>> begin Records for processing
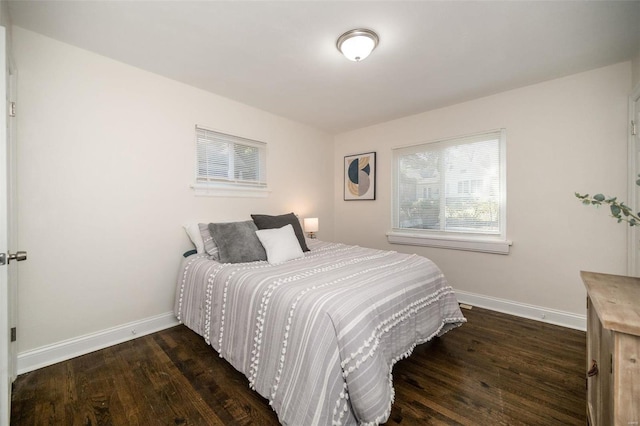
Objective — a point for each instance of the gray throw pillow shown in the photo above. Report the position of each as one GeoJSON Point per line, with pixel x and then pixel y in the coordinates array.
{"type": "Point", "coordinates": [237, 242]}
{"type": "Point", "coordinates": [264, 221]}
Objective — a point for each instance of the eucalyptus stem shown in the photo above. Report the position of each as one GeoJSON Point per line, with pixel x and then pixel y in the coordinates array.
{"type": "Point", "coordinates": [619, 210]}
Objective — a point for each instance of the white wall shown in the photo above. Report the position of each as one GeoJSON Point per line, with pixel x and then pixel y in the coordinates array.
{"type": "Point", "coordinates": [106, 156]}
{"type": "Point", "coordinates": [636, 68]}
{"type": "Point", "coordinates": [563, 136]}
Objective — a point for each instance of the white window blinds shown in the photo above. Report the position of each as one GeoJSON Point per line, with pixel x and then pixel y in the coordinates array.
{"type": "Point", "coordinates": [451, 186]}
{"type": "Point", "coordinates": [230, 160]}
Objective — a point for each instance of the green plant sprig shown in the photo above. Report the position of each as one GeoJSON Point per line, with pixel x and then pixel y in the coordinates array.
{"type": "Point", "coordinates": [619, 210]}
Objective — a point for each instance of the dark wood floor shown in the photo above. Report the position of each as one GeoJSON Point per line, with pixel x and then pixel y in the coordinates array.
{"type": "Point", "coordinates": [494, 370]}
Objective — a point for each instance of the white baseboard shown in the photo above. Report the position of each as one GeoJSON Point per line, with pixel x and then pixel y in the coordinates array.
{"type": "Point", "coordinates": [538, 313]}
{"type": "Point", "coordinates": [67, 349]}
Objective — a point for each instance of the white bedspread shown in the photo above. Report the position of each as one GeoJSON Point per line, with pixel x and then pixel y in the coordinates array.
{"type": "Point", "coordinates": [318, 336]}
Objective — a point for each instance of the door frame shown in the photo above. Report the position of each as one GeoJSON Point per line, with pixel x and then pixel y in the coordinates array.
{"type": "Point", "coordinates": [633, 154]}
{"type": "Point", "coordinates": [6, 364]}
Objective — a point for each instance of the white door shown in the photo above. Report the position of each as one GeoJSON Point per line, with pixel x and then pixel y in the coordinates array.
{"type": "Point", "coordinates": [8, 272]}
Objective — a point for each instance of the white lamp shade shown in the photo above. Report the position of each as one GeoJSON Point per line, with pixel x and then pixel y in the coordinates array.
{"type": "Point", "coordinates": [356, 45]}
{"type": "Point", "coordinates": [311, 224]}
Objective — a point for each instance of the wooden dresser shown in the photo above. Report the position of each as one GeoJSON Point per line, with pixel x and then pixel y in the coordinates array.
{"type": "Point", "coordinates": [613, 349]}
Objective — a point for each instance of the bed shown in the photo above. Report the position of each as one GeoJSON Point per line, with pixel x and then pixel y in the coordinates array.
{"type": "Point", "coordinates": [318, 335]}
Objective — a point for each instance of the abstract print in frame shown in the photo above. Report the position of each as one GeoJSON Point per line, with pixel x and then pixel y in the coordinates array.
{"type": "Point", "coordinates": [360, 177]}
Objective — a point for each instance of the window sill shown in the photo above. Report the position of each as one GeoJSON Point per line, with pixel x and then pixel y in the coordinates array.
{"type": "Point", "coordinates": [202, 190]}
{"type": "Point", "coordinates": [480, 244]}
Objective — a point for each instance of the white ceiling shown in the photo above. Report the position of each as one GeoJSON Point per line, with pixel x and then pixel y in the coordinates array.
{"type": "Point", "coordinates": [281, 56]}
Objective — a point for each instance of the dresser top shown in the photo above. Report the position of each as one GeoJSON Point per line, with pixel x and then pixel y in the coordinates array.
{"type": "Point", "coordinates": [616, 299]}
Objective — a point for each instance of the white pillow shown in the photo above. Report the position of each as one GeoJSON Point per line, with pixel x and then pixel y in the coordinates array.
{"type": "Point", "coordinates": [281, 244]}
{"type": "Point", "coordinates": [193, 231]}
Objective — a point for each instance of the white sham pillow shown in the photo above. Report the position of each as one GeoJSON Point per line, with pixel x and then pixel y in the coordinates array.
{"type": "Point", "coordinates": [281, 244]}
{"type": "Point", "coordinates": [193, 231]}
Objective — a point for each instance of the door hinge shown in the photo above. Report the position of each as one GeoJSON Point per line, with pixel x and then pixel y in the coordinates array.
{"type": "Point", "coordinates": [611, 363]}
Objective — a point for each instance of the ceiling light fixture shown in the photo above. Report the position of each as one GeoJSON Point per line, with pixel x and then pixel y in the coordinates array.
{"type": "Point", "coordinates": [356, 45]}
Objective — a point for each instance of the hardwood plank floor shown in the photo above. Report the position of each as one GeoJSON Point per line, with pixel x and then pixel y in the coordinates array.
{"type": "Point", "coordinates": [495, 370]}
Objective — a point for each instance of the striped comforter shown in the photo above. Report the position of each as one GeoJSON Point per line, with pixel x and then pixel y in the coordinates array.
{"type": "Point", "coordinates": [318, 336]}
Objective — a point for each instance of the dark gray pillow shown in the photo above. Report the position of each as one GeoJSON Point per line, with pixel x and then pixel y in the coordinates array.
{"type": "Point", "coordinates": [237, 242]}
{"type": "Point", "coordinates": [264, 221]}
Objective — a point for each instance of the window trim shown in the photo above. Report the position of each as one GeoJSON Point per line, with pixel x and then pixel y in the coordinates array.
{"type": "Point", "coordinates": [488, 243]}
{"type": "Point", "coordinates": [229, 187]}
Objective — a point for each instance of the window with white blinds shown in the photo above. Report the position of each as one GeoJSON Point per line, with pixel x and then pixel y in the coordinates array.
{"type": "Point", "coordinates": [224, 160]}
{"type": "Point", "coordinates": [451, 187]}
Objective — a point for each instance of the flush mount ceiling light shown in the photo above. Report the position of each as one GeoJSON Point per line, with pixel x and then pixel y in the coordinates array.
{"type": "Point", "coordinates": [356, 45]}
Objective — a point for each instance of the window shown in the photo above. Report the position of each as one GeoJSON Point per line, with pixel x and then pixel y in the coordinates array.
{"type": "Point", "coordinates": [229, 165]}
{"type": "Point", "coordinates": [451, 193]}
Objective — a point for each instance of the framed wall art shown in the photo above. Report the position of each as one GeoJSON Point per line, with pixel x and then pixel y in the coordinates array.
{"type": "Point", "coordinates": [360, 177]}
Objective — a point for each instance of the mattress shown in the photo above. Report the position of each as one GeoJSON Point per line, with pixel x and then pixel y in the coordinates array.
{"type": "Point", "coordinates": [318, 336]}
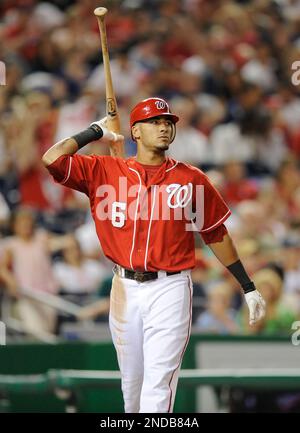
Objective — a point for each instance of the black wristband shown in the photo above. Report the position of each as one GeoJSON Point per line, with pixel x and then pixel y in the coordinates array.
{"type": "Point", "coordinates": [249, 287]}
{"type": "Point", "coordinates": [238, 271]}
{"type": "Point", "coordinates": [92, 133]}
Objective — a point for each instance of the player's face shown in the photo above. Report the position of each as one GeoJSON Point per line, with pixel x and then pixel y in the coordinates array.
{"type": "Point", "coordinates": [155, 133]}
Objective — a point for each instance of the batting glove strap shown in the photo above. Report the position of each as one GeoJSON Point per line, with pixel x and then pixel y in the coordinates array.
{"type": "Point", "coordinates": [256, 305]}
{"type": "Point", "coordinates": [106, 134]}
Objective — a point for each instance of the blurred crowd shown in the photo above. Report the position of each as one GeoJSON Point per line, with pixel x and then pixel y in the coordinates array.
{"type": "Point", "coordinates": [226, 69]}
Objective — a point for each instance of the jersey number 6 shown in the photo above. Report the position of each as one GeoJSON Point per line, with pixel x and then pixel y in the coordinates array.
{"type": "Point", "coordinates": [117, 213]}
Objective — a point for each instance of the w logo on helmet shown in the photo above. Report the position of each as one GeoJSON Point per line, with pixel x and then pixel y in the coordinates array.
{"type": "Point", "coordinates": [160, 105]}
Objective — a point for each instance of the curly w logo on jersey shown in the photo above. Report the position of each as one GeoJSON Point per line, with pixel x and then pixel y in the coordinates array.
{"type": "Point", "coordinates": [179, 195]}
{"type": "Point", "coordinates": [138, 215]}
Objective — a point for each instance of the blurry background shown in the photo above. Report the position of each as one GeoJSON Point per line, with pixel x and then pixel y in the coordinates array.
{"type": "Point", "coordinates": [225, 67]}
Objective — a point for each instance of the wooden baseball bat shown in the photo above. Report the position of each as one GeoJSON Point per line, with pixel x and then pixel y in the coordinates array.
{"type": "Point", "coordinates": [113, 119]}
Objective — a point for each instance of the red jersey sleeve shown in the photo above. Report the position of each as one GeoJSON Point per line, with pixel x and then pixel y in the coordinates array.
{"type": "Point", "coordinates": [76, 171]}
{"type": "Point", "coordinates": [216, 235]}
{"type": "Point", "coordinates": [215, 209]}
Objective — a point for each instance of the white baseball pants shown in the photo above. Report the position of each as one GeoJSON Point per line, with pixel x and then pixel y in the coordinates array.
{"type": "Point", "coordinates": [150, 325]}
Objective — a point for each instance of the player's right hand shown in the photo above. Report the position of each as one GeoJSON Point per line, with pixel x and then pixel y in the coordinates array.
{"type": "Point", "coordinates": [256, 305]}
{"type": "Point", "coordinates": [108, 136]}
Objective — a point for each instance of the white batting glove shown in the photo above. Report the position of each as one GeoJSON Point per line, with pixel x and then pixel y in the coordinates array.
{"type": "Point", "coordinates": [108, 136]}
{"type": "Point", "coordinates": [256, 305]}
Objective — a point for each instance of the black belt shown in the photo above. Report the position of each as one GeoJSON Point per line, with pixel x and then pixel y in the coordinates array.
{"type": "Point", "coordinates": [139, 276]}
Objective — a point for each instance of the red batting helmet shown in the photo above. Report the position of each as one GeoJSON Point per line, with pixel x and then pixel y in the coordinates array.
{"type": "Point", "coordinates": [152, 107]}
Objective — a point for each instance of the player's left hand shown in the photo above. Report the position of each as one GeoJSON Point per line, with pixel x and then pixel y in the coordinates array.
{"type": "Point", "coordinates": [256, 305]}
{"type": "Point", "coordinates": [108, 136]}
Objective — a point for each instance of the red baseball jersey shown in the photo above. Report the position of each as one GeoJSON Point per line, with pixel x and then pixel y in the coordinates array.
{"type": "Point", "coordinates": [145, 225]}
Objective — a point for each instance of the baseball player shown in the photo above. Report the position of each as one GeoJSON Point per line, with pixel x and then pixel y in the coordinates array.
{"type": "Point", "coordinates": [145, 210]}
>> end Records for processing
Instructions for the task — Everything from the line that contains "Objective — a point for each instance of the player's right" through the end of the records must be duplicated exactly, and nothing outside that range.

Solution to this exercise —
Objective — a point for each instance of the player's right hand shown in the photo above. Report the position of each as one GeoJSON Point per line, with pixel x and then pixel y in the coordinates array.
{"type": "Point", "coordinates": [256, 305]}
{"type": "Point", "coordinates": [108, 136]}
Objective — a point for each instance of the white batting glove shown in the photo above. Report the position of each as one GeoJSON Point per line, with pixel x and then pixel y in the coordinates array.
{"type": "Point", "coordinates": [108, 136]}
{"type": "Point", "coordinates": [256, 305]}
Objective — a point for each instance of the black belt shown in the photo above. Report the position of each as one GeoJSON Point per line, with pixel x and then pixel y in the coordinates array.
{"type": "Point", "coordinates": [139, 276]}
Objective — a point for each instance of the red batting helmet shown in the photo above. Report the position of each as one GeoJSON Point per line, with pixel x and then pixel y in the coordinates array.
{"type": "Point", "coordinates": [152, 107]}
Objective — a point for each instance of the player's left hand shown in the photo above. Report the position of each as one GeoJSON Point per line, with pixel x and then pixel y in the coordinates array.
{"type": "Point", "coordinates": [256, 305]}
{"type": "Point", "coordinates": [108, 136]}
Objective — a point for each instance of the red baseball jersey shown in the photo above. Report the position of each as one GeoJSON Point per line, with pixel x and then pixel y in the coordinates array.
{"type": "Point", "coordinates": [145, 225]}
Objective — a point for each instance of the baseball player shown in the photo above. Report the position of each as one GeoJSON Point per line, with pixel x and then pixel y in the coordinates array.
{"type": "Point", "coordinates": [145, 210]}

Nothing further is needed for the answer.